>>
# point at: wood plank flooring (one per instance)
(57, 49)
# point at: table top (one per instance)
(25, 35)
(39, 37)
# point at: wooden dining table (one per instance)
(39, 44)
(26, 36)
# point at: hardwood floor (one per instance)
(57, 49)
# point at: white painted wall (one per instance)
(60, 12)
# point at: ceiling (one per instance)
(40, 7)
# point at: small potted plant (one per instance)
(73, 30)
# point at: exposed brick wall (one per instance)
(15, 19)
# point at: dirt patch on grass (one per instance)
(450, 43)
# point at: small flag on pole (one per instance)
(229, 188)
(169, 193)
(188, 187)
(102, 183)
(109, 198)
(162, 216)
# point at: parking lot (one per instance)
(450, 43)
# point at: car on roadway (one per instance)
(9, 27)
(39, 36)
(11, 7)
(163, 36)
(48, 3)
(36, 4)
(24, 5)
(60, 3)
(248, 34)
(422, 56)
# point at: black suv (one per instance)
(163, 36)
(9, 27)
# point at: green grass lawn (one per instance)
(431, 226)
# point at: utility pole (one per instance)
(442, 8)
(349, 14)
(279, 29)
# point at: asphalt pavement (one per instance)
<<
**Assigned task:**
All entries must come back exactly as they were written.

**Output of the exercise:**
# point at: wood plank flooring (one per instance)
(57, 49)
# point at: table top (one per instance)
(25, 35)
(39, 37)
# point at: wooden dining table (one per instance)
(39, 44)
(26, 36)
# point at: hardwood floor (one per instance)
(57, 49)
# point at: white painted wall (one per instance)
(60, 12)
# point at: ceiling (one per instance)
(40, 7)
# point at: small potted plant (one per instance)
(73, 30)
# point at: exposed brick wall (one per instance)
(15, 19)
# point at: dirt patch on grass (one per instance)
(450, 43)
# point at: small flag on pole (one per instance)
(229, 188)
(169, 193)
(188, 187)
(102, 183)
(109, 198)
(162, 216)
# point at: parking lot (one per instance)
(450, 43)
# point at: car on roadway (one per instance)
(9, 27)
(39, 36)
(11, 7)
(163, 36)
(48, 3)
(36, 4)
(24, 5)
(60, 3)
(248, 34)
(422, 56)
# point at: black suv (one per instance)
(163, 36)
(9, 27)
# point at: green grass lawn (one per instance)
(431, 226)
# point at: utility pole (one per instance)
(442, 8)
(349, 14)
(279, 29)
# point at: asphalt pavement (one per instance)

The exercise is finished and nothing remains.